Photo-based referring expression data
☆ ☆ ☆ ☆ ☆ ☆ ☆

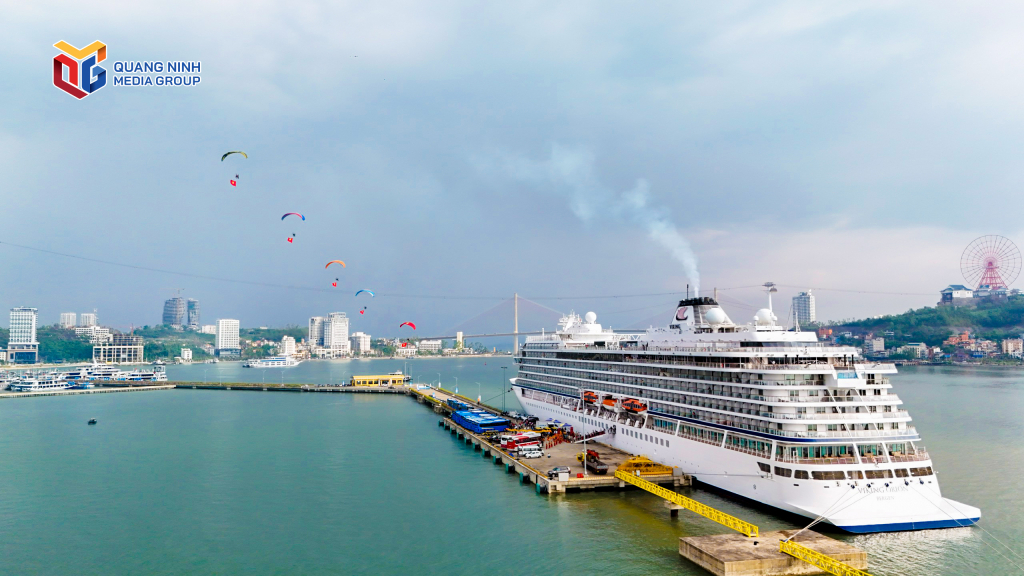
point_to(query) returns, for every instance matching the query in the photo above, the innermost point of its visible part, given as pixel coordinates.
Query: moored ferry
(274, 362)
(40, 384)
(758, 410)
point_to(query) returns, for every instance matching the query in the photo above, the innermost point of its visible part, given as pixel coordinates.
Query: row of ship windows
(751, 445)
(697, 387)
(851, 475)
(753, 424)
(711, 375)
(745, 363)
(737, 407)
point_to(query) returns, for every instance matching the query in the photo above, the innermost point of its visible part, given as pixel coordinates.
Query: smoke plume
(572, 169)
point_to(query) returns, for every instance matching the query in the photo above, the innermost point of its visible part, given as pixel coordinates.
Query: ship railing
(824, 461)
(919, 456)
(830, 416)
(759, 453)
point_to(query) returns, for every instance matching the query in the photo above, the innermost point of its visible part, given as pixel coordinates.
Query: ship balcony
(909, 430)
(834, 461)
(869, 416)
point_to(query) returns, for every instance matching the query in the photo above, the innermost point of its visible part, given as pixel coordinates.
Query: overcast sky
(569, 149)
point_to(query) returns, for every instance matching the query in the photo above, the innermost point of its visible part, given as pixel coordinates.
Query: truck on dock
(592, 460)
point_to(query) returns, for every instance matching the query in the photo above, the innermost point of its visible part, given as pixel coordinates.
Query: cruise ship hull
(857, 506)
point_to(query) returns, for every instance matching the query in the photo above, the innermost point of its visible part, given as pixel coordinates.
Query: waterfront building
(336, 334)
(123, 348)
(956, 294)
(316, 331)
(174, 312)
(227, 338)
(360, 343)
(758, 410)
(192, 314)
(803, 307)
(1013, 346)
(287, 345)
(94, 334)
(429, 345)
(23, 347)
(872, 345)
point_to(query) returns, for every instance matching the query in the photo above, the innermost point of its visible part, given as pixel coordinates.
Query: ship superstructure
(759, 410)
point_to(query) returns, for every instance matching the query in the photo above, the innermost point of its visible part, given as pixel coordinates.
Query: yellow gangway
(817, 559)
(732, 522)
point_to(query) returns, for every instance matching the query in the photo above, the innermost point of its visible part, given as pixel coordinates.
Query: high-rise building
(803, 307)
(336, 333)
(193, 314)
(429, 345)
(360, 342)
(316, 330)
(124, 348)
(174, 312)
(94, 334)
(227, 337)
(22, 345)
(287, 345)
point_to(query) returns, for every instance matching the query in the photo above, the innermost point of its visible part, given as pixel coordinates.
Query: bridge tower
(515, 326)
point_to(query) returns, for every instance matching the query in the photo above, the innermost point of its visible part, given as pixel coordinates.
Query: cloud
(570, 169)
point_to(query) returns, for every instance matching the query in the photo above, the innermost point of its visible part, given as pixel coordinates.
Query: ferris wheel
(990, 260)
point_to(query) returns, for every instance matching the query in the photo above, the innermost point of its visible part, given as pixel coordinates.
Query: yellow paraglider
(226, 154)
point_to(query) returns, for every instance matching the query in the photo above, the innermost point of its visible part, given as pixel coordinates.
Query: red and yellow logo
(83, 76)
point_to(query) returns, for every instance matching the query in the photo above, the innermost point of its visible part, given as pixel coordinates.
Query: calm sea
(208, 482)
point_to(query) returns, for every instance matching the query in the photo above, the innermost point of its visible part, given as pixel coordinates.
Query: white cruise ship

☆ ☆ ☆ ☆ ☆ ☆ ☆

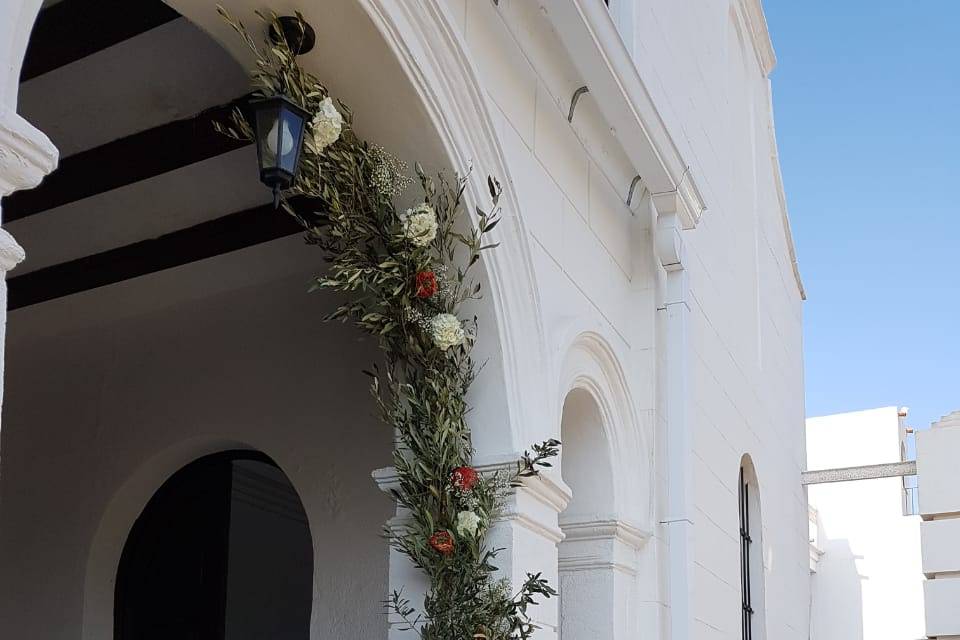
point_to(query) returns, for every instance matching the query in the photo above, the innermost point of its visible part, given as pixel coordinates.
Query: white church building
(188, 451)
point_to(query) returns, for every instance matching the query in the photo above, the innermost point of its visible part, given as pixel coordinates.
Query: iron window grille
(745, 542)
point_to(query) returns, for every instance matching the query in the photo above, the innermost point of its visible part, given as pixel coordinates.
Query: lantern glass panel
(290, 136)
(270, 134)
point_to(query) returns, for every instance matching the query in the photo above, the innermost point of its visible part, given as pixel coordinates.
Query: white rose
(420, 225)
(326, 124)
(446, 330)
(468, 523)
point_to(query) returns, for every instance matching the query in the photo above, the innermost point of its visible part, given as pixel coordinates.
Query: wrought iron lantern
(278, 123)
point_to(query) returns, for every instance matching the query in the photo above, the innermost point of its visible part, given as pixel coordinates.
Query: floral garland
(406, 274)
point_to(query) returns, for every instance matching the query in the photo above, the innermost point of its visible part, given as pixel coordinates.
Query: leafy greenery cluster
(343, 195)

☆ ☆ ☆ ☆ ☆ ☆ ☆

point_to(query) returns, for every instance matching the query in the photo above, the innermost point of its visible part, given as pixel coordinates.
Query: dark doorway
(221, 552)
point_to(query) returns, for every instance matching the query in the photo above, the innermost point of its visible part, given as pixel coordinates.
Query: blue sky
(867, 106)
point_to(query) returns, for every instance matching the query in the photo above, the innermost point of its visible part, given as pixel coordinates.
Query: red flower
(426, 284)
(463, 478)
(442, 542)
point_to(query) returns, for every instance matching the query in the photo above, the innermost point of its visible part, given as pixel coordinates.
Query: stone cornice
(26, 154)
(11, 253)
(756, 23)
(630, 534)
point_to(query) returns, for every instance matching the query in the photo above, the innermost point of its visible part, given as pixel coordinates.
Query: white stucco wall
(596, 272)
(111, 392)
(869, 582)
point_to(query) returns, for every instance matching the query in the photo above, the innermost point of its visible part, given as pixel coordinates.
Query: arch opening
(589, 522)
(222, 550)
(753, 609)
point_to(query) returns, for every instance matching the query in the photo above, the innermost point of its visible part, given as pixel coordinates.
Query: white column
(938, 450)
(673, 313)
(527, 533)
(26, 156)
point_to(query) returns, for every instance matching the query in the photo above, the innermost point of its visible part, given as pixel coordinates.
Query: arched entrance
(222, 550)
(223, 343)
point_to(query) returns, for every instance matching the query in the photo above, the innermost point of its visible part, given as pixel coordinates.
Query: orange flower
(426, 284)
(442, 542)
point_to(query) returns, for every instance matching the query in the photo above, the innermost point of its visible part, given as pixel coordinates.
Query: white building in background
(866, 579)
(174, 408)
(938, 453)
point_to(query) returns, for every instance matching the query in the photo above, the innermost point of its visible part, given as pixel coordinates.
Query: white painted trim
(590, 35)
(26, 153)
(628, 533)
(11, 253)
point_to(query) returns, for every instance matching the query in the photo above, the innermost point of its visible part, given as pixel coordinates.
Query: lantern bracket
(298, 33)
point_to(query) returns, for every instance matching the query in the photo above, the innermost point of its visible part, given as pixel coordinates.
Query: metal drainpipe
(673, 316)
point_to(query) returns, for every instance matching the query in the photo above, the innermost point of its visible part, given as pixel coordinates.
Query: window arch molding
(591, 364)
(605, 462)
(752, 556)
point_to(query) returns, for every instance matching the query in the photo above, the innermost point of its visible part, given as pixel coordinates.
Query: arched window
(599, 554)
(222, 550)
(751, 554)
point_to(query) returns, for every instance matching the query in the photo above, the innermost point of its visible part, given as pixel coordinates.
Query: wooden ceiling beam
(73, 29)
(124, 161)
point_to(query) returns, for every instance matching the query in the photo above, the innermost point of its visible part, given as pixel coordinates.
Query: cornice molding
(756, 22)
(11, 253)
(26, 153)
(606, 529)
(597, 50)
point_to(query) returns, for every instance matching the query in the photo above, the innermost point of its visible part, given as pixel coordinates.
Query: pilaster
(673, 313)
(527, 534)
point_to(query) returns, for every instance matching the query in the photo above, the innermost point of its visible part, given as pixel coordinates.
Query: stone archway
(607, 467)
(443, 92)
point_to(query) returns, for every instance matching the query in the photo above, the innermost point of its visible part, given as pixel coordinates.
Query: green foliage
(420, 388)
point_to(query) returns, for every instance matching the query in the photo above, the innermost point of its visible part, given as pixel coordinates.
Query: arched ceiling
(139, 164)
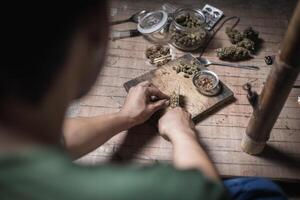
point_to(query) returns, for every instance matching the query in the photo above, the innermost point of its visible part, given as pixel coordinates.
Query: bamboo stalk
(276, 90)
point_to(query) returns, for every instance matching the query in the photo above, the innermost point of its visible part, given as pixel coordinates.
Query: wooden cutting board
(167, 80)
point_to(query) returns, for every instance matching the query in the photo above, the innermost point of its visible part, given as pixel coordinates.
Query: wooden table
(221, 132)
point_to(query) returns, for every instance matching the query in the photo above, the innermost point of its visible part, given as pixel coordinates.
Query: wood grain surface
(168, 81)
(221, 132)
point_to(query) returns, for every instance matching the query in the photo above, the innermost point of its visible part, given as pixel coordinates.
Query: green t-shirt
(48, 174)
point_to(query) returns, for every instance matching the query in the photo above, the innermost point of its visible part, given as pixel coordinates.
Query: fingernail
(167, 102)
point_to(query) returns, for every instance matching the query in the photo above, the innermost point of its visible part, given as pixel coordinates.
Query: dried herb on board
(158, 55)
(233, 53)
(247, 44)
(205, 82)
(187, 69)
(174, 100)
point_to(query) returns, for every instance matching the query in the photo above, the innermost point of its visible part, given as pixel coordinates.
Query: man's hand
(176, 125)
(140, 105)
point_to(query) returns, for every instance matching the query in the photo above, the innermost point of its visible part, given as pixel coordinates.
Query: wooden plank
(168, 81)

☆ ☆ ☆ ☆ ☆ ☆ ☆

■ **AIM OF THE EXERCISE**: Your answer should be the lines above from the one containing "Query: yellow paraglider" through the one containing "Query: white cruise ship", copied exactly and with both ends kept.

■ **TASK RESPONSE**:
Query: yellow paraglider
(226, 154)
point_to(query) returns, for every instance matching the query in the photo above, the innermost point of its visible part, given as pixel coordinates.
Query: red and yellow logo
(83, 76)
point_to(query) returns, for every instance matching the query in the photo above, the innermost point of its visible part, given as pixel coordinates.
Query: calm sea
(208, 482)
point_to(query) returns, for every instance matching the query in the photo above, the innermost point of its visible part, given as pixel coordinates.
Query: white cruise ship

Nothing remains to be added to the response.